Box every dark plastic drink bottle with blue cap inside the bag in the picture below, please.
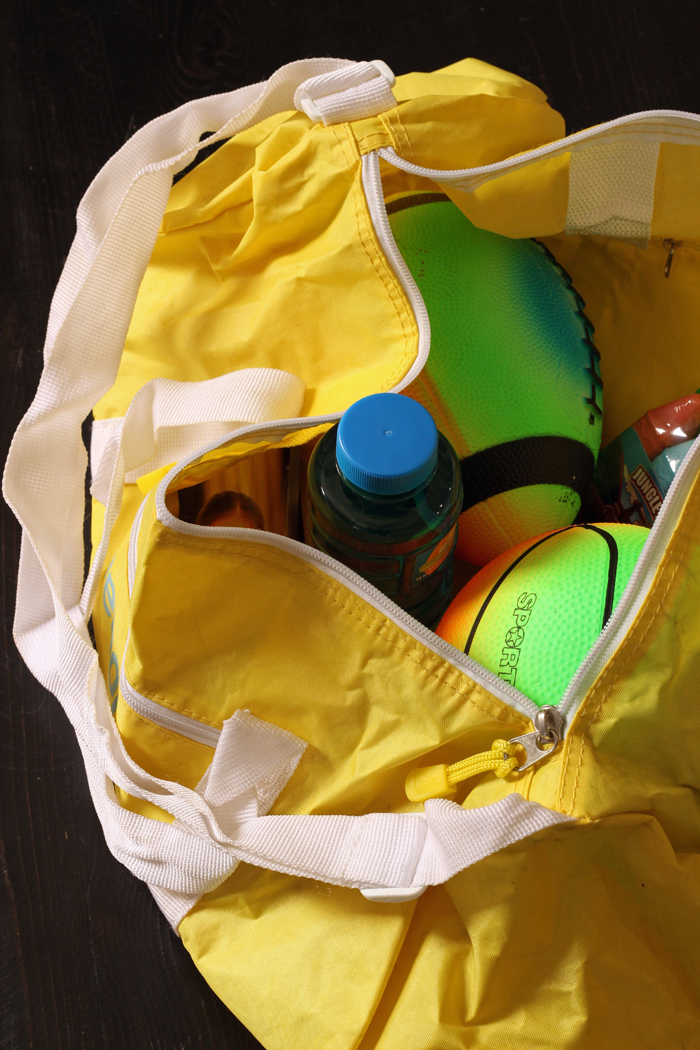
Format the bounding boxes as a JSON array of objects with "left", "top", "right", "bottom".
[{"left": 307, "top": 394, "right": 462, "bottom": 627}]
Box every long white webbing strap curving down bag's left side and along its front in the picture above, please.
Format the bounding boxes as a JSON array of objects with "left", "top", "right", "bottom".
[{"left": 3, "top": 59, "right": 566, "bottom": 928}]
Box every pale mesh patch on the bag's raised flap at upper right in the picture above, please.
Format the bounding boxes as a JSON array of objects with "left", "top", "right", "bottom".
[{"left": 566, "top": 139, "right": 659, "bottom": 248}]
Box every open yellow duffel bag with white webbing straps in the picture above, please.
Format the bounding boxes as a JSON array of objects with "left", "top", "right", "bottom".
[{"left": 4, "top": 59, "right": 700, "bottom": 1050}]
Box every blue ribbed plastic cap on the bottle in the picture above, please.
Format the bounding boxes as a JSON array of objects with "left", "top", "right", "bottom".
[{"left": 336, "top": 394, "right": 438, "bottom": 496}]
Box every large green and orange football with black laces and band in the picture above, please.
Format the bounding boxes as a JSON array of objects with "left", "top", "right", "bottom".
[{"left": 386, "top": 192, "right": 602, "bottom": 565}]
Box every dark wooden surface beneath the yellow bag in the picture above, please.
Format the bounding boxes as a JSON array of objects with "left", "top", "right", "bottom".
[{"left": 0, "top": 0, "right": 700, "bottom": 1050}]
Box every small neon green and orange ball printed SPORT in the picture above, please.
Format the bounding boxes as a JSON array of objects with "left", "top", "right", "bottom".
[{"left": 437, "top": 523, "right": 649, "bottom": 706}]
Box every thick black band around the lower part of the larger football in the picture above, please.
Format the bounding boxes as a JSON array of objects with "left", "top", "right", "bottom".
[{"left": 460, "top": 435, "right": 595, "bottom": 513}]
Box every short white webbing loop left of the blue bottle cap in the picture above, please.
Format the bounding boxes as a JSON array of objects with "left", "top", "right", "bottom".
[{"left": 90, "top": 369, "right": 306, "bottom": 505}]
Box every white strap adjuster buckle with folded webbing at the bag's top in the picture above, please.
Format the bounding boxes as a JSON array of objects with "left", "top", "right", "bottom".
[{"left": 294, "top": 60, "right": 398, "bottom": 127}]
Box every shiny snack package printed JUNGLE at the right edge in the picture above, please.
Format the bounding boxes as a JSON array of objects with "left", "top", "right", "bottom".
[{"left": 585, "top": 392, "right": 700, "bottom": 526}]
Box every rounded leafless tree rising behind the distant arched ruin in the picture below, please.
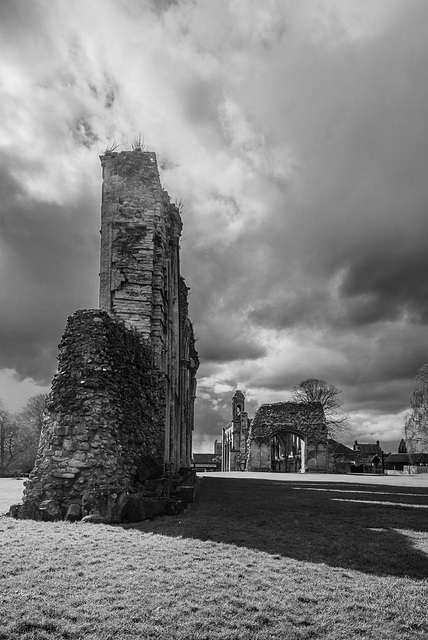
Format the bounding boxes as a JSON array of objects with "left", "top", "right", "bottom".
[{"left": 293, "top": 378, "right": 349, "bottom": 437}]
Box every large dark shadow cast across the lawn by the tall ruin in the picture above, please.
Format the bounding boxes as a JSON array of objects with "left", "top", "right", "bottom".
[{"left": 127, "top": 477, "right": 428, "bottom": 579}]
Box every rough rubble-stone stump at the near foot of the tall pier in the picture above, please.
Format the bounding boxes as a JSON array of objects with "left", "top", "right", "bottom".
[{"left": 19, "top": 310, "right": 165, "bottom": 521}]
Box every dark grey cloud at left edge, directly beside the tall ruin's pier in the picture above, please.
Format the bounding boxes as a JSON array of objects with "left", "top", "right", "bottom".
[{"left": 0, "top": 160, "right": 98, "bottom": 384}]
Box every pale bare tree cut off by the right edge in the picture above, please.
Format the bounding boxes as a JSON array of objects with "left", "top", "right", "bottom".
[{"left": 404, "top": 364, "right": 428, "bottom": 453}]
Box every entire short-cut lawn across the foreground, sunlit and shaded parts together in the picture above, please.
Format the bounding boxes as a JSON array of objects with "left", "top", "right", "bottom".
[{"left": 0, "top": 474, "right": 428, "bottom": 640}]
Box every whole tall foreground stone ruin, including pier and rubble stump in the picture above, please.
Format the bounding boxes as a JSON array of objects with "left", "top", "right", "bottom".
[{"left": 19, "top": 150, "right": 199, "bottom": 522}]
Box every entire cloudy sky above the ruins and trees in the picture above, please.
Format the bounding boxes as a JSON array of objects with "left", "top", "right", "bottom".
[{"left": 0, "top": 0, "right": 428, "bottom": 451}]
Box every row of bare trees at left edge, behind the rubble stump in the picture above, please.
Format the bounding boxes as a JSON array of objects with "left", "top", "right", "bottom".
[{"left": 0, "top": 393, "right": 48, "bottom": 476}]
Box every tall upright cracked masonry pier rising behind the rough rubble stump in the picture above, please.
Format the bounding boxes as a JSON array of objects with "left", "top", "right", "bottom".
[{"left": 100, "top": 151, "right": 197, "bottom": 470}]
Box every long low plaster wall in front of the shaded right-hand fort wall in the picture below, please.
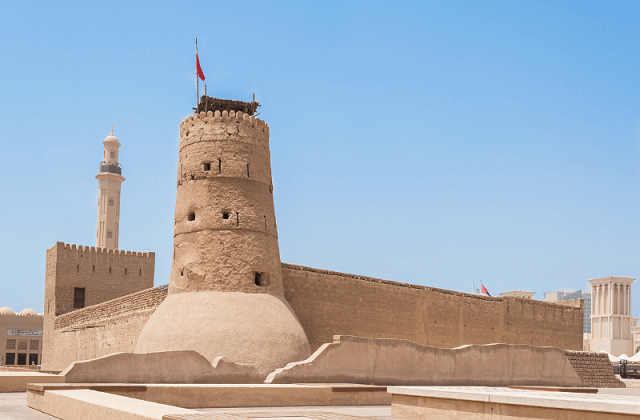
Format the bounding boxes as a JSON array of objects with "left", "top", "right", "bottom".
[{"left": 265, "top": 336, "right": 583, "bottom": 386}]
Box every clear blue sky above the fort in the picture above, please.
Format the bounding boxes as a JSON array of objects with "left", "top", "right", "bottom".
[{"left": 0, "top": 0, "right": 640, "bottom": 314}]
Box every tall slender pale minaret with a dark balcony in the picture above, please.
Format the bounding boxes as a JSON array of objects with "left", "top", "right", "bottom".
[{"left": 96, "top": 127, "right": 124, "bottom": 249}]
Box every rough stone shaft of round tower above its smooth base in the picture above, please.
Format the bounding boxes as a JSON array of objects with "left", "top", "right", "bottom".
[{"left": 169, "top": 111, "right": 283, "bottom": 295}]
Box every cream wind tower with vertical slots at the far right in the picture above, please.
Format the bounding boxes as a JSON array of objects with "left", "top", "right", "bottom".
[{"left": 588, "top": 277, "right": 635, "bottom": 356}]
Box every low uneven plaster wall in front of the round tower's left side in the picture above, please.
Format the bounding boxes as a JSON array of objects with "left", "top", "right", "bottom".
[{"left": 61, "top": 350, "right": 263, "bottom": 384}]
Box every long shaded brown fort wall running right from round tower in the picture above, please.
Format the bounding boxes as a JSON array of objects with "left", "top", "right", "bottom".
[{"left": 282, "top": 264, "right": 583, "bottom": 351}]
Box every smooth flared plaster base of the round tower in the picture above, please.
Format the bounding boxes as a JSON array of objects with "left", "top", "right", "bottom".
[{"left": 135, "top": 291, "right": 310, "bottom": 376}]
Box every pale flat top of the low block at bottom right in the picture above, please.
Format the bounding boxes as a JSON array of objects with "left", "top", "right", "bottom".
[{"left": 387, "top": 386, "right": 640, "bottom": 415}]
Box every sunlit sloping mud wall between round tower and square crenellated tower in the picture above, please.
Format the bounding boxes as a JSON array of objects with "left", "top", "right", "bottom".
[{"left": 43, "top": 285, "right": 167, "bottom": 371}]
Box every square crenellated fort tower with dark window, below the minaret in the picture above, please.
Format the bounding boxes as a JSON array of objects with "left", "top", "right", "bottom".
[{"left": 42, "top": 242, "right": 155, "bottom": 367}]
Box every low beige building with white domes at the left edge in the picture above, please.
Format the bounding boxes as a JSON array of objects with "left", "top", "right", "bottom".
[{"left": 0, "top": 307, "right": 43, "bottom": 366}]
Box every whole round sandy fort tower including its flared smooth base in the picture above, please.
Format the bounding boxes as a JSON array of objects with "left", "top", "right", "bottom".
[{"left": 136, "top": 97, "right": 310, "bottom": 374}]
────────────────────
● Exercise brief: Pictures are to be excluded; all other material must be transcribed exactly.

● Task result:
Box every dark plastic drink bottle with blue cap inside the bag in the picture below, please.
Format the bounding boxes as a JSON array of objects with "left", "top", "right", "bottom".
[{"left": 307, "top": 394, "right": 462, "bottom": 627}]
Box every long white webbing strap curving down bag's left side and along its front in the picture above, please.
Format the bounding boxes as a JSON array of objects with "left", "top", "right", "bottom".
[{"left": 3, "top": 59, "right": 566, "bottom": 928}]
Box every pale mesh patch on the bag's raised flap at upper right in the picture above, please.
Format the bounding boxes as a JSON array of objects with "left", "top", "right", "bottom".
[{"left": 566, "top": 139, "right": 659, "bottom": 248}]
Box every open yellow duffel bag with white webbing straps in the picture above, please.
Format the bounding boxes as a JSON array of objects with "left", "top", "right", "bottom".
[{"left": 4, "top": 59, "right": 700, "bottom": 1050}]
Box every blue ribbed plastic cap on the bottle in the picture above, please.
Format the bounding boxes as a JSON array of objects with "left", "top", "right", "bottom".
[{"left": 336, "top": 394, "right": 438, "bottom": 496}]
Box every large green and orange football with black laces and band in the picture above, please.
Format the bounding boxes as a JSON array of objects with "left", "top", "right", "bottom".
[{"left": 386, "top": 192, "right": 602, "bottom": 565}]
Box every dark wooden surface beneath the yellow bag in the picture above, please.
Format the bounding boxes as a JSON array of objects with "left", "top", "right", "bottom".
[{"left": 0, "top": 0, "right": 700, "bottom": 1050}]
Box every small neon green and orange ball printed SPORT in the picture above, please.
Format the bounding boxes as a JSON array of objects with "left", "top", "right", "bottom".
[{"left": 437, "top": 523, "right": 649, "bottom": 706}]
Box every thick black band around the lower part of the larger football in the picture above, please.
Format the bounding boxes as a JSON array of objects with "left", "top", "right", "bottom".
[{"left": 460, "top": 435, "right": 595, "bottom": 513}]
Box every short white webbing loop left of the blue bottle cap in the picture above, please.
Format the bounding boxes as a JSON array of objects with "left", "top", "right", "bottom".
[{"left": 90, "top": 369, "right": 306, "bottom": 505}]
Box every white strap adjuster buckle with folded webbing at the bag's top in the picture above, please.
Format the bounding boxes as a JSON array of objects with "left", "top", "right", "bottom".
[{"left": 294, "top": 60, "right": 398, "bottom": 127}]
Box every shiny snack package printed JUNGLE at the right edge in the picture above, please.
Format the bounding boxes as a JSON array of objects with "left", "top", "right", "bottom".
[{"left": 585, "top": 392, "right": 700, "bottom": 526}]
Box every rounded leafless tree rising behind the distant arched ruin in the picture below, please.
Format the bounding boxes as a JSON array of objects with "left", "top", "right", "bottom".
[{"left": 293, "top": 378, "right": 349, "bottom": 437}]
Box every large dark shadow cast across the lawn by the tall ruin in the picture above, please.
Format the bounding boxes as a JSON array of objects with "left", "top", "right", "bottom".
[{"left": 127, "top": 477, "right": 428, "bottom": 579}]
Box every rough rubble-stone stump at the near foot of the tall pier in the picture above, please.
Format the bounding boxes as a JSON array of objects with "left", "top", "right", "bottom".
[{"left": 19, "top": 310, "right": 165, "bottom": 521}]
Box every dark grey cloud at left edge, directly beside the tall ruin's pier in the picture above, please.
Format the bounding boxes as a JSON array of objects with "left", "top", "right", "bottom".
[{"left": 0, "top": 160, "right": 98, "bottom": 384}]
Box every pale bare tree cut off by the right edge in the picture above, please.
Format the bounding boxes as a JSON array of objects with "left", "top", "right", "bottom".
[{"left": 404, "top": 364, "right": 428, "bottom": 453}]
Box every entire short-cut lawn across the foreground, sunlit and shaded parts together in the picture above, please.
Format the bounding boxes as a JSON array of objects with "left", "top", "right", "bottom".
[{"left": 0, "top": 474, "right": 428, "bottom": 640}]
Box every whole tall foreground stone ruin, including pier and rubble stump in the picture above, please.
Format the bounding boxes as a JSON array of objects with "left", "top", "right", "bottom".
[{"left": 19, "top": 150, "right": 199, "bottom": 522}]
Box every entire cloudy sky above the ruins and trees in the picture above, please.
Format the bounding boxes as a JSON array of objects with "left", "top", "right", "bottom".
[{"left": 0, "top": 0, "right": 428, "bottom": 451}]
Box every row of bare trees at left edge, behind the rubble stump in the picture above, please.
Format the bounding boxes as a JSON array of objects with "left", "top", "right", "bottom".
[{"left": 0, "top": 393, "right": 48, "bottom": 476}]
Box every tall upright cracked masonry pier rising behind the rough rubble stump in the picture above, please.
Format the bounding boxes as a JSON array of objects with "left", "top", "right", "bottom".
[{"left": 100, "top": 151, "right": 197, "bottom": 470}]
Box every long low plaster wall in front of the shaded right-hand fort wall in the picture below, please.
Format the bounding boxes as a JSON array of objects with "left", "top", "right", "bottom".
[{"left": 265, "top": 336, "right": 583, "bottom": 386}]
Box every clear blue sky above the fort in the picture above, please.
Format the bounding boxes as a JSON array of objects with "left", "top", "right", "bottom".
[{"left": 0, "top": 0, "right": 640, "bottom": 314}]
Box every tall slender pale minaret with a dark balcony in the picture above, please.
Format the bounding boxes as a JSON array of objects with "left", "top", "right", "bottom".
[{"left": 96, "top": 127, "right": 124, "bottom": 249}]
Box every rough stone shaft of round tower above its smooth base in the picture above, please.
Format the bounding boxes as a JSON array of objects with "left", "top", "right", "bottom".
[{"left": 169, "top": 111, "right": 283, "bottom": 295}]
Box every cream wind tower with vertical slots at the far right in the picture above, please.
Format the bounding boxes as a JSON array of objects with "left", "top", "right", "bottom".
[{"left": 588, "top": 277, "right": 635, "bottom": 356}]
Box every low uneven plaster wall in front of the round tower's left side in the picture above, please.
Format the bounding boxes as a JSON array of objects with "left", "top", "right", "bottom".
[{"left": 61, "top": 350, "right": 263, "bottom": 384}]
Box every long shaded brown fort wall running right from round tower in the picture above, please.
Format the bounding boxes as a JSON array of objects with "left", "top", "right", "bottom".
[{"left": 282, "top": 264, "right": 583, "bottom": 351}]
Box every smooth flared plaster base of the round tower in the picture above, please.
Format the bounding boxes as a JSON array of objects with "left", "top", "right", "bottom".
[{"left": 135, "top": 291, "right": 310, "bottom": 376}]
Box every pale flat top of the low block at bottom right in the picture above, please.
Format the bounding boxes as a JSON array of objects with "left", "top", "right", "bottom".
[{"left": 387, "top": 386, "right": 640, "bottom": 415}]
Box every sunlit sloping mud wall between round tower and square crenellated tower in the picture above, please.
Format the bounding boxes as a JSON array of objects with "left", "top", "right", "bottom".
[{"left": 43, "top": 285, "right": 167, "bottom": 371}]
Box every square crenellated fort tower with dark window, below the minaret in the picture above, please.
Format the bounding boxes as a JSON array of objects with "left", "top", "right", "bottom".
[{"left": 42, "top": 242, "right": 155, "bottom": 367}]
Box every low beige building with white domes at the left edge in the picture above, please.
Format the bounding boxes as a JSON array of objects with "left", "top", "right", "bottom".
[{"left": 0, "top": 307, "right": 43, "bottom": 366}]
Box every whole round sandy fort tower including its flared smooth base in the picture above, please.
Format the bounding boxes as a JSON array of objects with "left", "top", "right", "bottom".
[{"left": 136, "top": 97, "right": 310, "bottom": 374}]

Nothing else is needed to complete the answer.